Text segment:
How to Improve Marketing Operations In Your Company

2022.06.27 06:35 PM By Joshua Taddeo, Principal Consultant
marketing operations improvements

Learning about and focusing on improving marketing operations is becoming more critical for digital marketing teams trying to get ahead. Understanding your customers, implementing customer data properly, and measuring campaign performance are all key steps in building out your marketing ops. In addition, marketing ops focuses on managing the technologies that the marketing team purchases and measuring marketing effectiveness across the board. It's not just your marketing techniques, but rather, it's what goes on behind the scenes to make sure your campaigns reach their goals. No one knows successful marketing operations better than the experienced marketers and business owners of today. We'll cover the guidelines for improving your marketing operations and how to come up with a marketing operations strategy for your business. 

Components of a Marketing Operations Strategy

If you're wondering how to improve marketing strategy of a company, it all starts with the marketing operations. Learning these elements allows you to evaluate the different areas of your marketing strategy. The Marketing Operations team in any organization should cover the following five tasks:

Marketing Project Planning

Marketing Operations groups rely on project, program, and demand generation managers to develop new marketing strategies and manage complex digital projects to clearly defined success metrics. Any marketing strategy, campaign planning, cross-tactical execution planning, budget setting, and performance review meetings should include the Marketing Operations team. Some companies have separate marketing teams for email, search, social media, events, etc., so marketing operations can ensure each silo is working together.

discussing marketing operations strategy

End-to-End Creative Process Management

Marketing Operations is responsible for governing the various marketing processes. It's one thing to come up with new marketing improvement ideas, but it's another to create a system for everyone to follow. With the right processes and accountability in place, each marketing team can execute its programs more effectively and efficiently.

Marketing Technology Infrastructure

Marketing Operations is expected to manage the multiple marketing automation platforms, such as the website, eCommerce solution, review and approval software, marketing operations management, plus integration with related technologies. They'll also oversee the technology for AdWords, product analytics, A/B testing, social media, and ABM marketing to ensure alignment across the business. And then there's always going to be new marketing technology. So the marketing ops team will always be involved in the evaluation and selection of new software to streamline processes and improve performance across departments.

Marketing Data and Analytics

The Marketing Operations team is responsible for developing the marketing data strategy so that marketing as a whole has the necessary insights to build high-performing campaigns. A key component of Marketing Operations involves checking the analytics, reporting, and team dashboards to measure the effectiveness of each channel and the overall performance of the marketing program. Depending on the size of the business, it may be their responsibility to action the data or inform other members of the marketing teams.

Brand Compliance and Risk

Last but not least, it's vital for Marketing Operations to manage the review and approval process of marketing materials to ensure compliance, especially in highly regulated industries like healthcare and financial services. For instance, Advocate Health Care was fined $5.5m for a violation of HIPAA regulations – all because an employee left an unencrypted laptop in their unlocked car, exposing the data of over 4 million patients.

Dataset entries:
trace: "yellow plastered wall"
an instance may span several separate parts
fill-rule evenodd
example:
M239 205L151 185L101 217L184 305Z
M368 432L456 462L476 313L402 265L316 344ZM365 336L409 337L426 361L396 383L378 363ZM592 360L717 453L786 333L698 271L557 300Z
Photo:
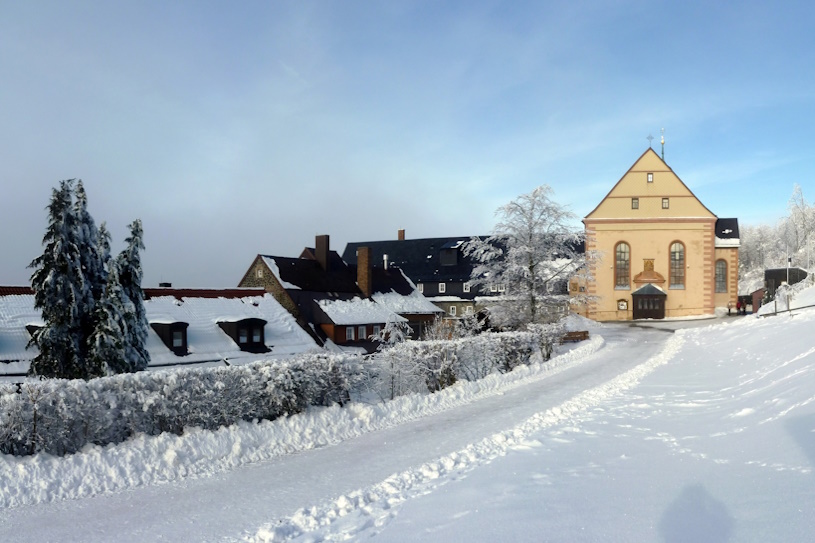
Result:
M596 320L630 320L633 318L631 293L642 285L634 278L644 270L646 259L654 260L654 271L665 278L655 286L667 294L666 317L712 314L714 220L683 222L619 223L586 221L594 233L592 246L600 252L594 264L589 294L595 301L589 316ZM614 249L619 242L631 248L631 274L627 289L615 286ZM670 288L670 246L675 241L685 245L685 286ZM627 301L628 310L620 311L618 301Z
M739 250L735 247L717 248L715 258L727 263L727 292L716 292L716 307L727 307L729 302L735 308L739 294Z
M650 178L650 180L649 180ZM636 202L634 202L636 199ZM636 205L635 205L636 203ZM589 264L592 279L587 290L593 301L587 314L597 320L633 318L631 293L643 286L634 278L653 259L654 271L664 283L652 282L666 293L665 316L710 315L726 307L738 293L738 249L715 247L716 216L707 209L665 162L648 149L583 220L586 249L599 259ZM628 288L615 286L614 250L619 242L630 249ZM670 246L685 246L684 288L670 287ZM715 263L727 262L726 293L716 293ZM627 304L620 310L618 302Z

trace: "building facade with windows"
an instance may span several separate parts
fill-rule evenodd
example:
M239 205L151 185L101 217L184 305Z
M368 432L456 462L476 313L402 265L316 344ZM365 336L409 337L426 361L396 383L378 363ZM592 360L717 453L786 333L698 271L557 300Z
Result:
M737 219L720 219L649 148L583 223L596 320L712 315L738 297Z

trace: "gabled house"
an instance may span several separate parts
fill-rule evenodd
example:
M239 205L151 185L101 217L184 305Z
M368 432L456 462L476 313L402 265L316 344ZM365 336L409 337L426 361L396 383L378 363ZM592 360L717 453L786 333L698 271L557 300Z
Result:
M428 300L447 317L476 313L479 296L503 294L503 285L490 285L487 292L470 288L475 263L464 255L461 246L470 236L405 239L399 230L396 240L349 243L342 254L351 265L357 263L360 247L370 249L370 258L384 268L399 268Z
M150 330L148 369L217 366L285 358L317 347L288 311L263 289L144 289ZM28 287L0 287L0 379L19 380L43 326Z
M374 266L360 247L349 265L329 247L327 235L299 258L257 255L241 287L261 287L288 309L322 345L373 351L369 338L388 322L407 322L414 337L441 311L396 268Z
M685 317L735 307L737 219L720 219L646 150L589 213L584 308L597 320ZM583 287L574 282L572 288Z

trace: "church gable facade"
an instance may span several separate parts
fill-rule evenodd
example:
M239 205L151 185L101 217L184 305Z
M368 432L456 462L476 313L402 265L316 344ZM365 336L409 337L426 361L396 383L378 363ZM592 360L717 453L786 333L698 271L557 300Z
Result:
M711 315L735 307L738 221L719 219L648 149L583 223L586 315L596 320Z

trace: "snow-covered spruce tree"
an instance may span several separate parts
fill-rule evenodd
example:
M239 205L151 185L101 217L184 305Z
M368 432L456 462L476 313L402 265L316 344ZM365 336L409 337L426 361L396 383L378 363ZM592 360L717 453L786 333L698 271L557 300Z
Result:
M583 233L570 224L575 216L551 195L541 185L501 206L493 235L463 246L477 262L470 283L482 292L491 285L503 292L488 302L498 326L519 329L556 320L554 310L568 303L566 281L584 264Z
M94 312L105 289L107 262L100 254L100 249L104 250L104 242L100 246L99 230L88 212L88 195L81 179L77 181L74 196L79 262L82 268L82 291L76 299L77 318L82 358L89 362L87 338L94 333ZM99 375L98 371L98 367L89 367L89 376Z
M73 193L73 179L61 181L59 189L53 189L43 237L45 249L29 265L34 269L34 307L42 311L44 321L29 342L39 350L31 362L31 375L64 379L96 375L85 363L83 323L93 310L93 297L82 268L86 247L79 233Z
M93 332L88 338L87 363L95 374L130 371L123 345L126 337L125 308L117 268L116 261L111 260L105 288L93 312Z
M144 309L144 292L141 288L142 268L139 251L144 249L143 237L141 221L136 219L130 224L130 236L125 240L127 246L116 258L124 299L122 345L128 362L127 371L141 371L150 363L150 353L145 347L149 324Z

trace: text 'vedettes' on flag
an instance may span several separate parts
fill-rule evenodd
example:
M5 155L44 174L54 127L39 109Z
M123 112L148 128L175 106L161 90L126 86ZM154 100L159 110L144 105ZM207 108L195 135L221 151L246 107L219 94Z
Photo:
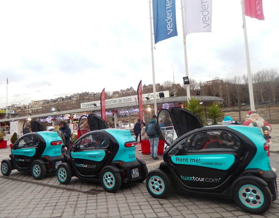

Problem description:
Resume the article on improving marketing operations, starting after its last sentence. The records can be set aside.

Exercise output:
Regulatory laws protect consumers from being misled or lied to by businesses. Plus, they safeguard consumer privacy rights, monitoring how companies collect, store, and use consumer data. For example, the new EU GDPR had 200,000 cases reported in its first year resulting in fines of €56m, most of which came from French data watchdog CNIL's €50m fine for Google.

marketing operations report

The FCA has strict guidelines regarding financial promotions so that financial services providers stay compliant on social networks and websites. For example, the risk warning text in this banner ad is non-compliant because it's too small in comparison to the surrounding promotion text. But by using approval workflow software with a step for lawyers to review and comment on the creative content, you can ensure all guidelines are followed and disclaimers added to avoid any litigation risk. Once a business is tarnished with a bad reputation, it can be hard to recover. Therefore, it's imperative that companies empower Marketing Operations with the authority and tools to manage risk and compliance and ensure they adhere to best practices for marketing privacy.

The Marketing Operations Process

Marketing ops team members need to have an expansive skillset. Some of the typical activities this department deals with are email operations, systems analysis, customer data and marketing, user operations, and lead rotation. All of these roles come together to align the process and platforms needed to carry out marketing tasks for the greater marketing team. When thinking about a marketing ops strategy, consider the problems the marketing ops team needs to solve, taking into account the needs of customers, stakeholders, and the employees of your company. Here is an overview of the marketing operations process: 

Identify what you want your operations strategy to accomplish for stakeholders.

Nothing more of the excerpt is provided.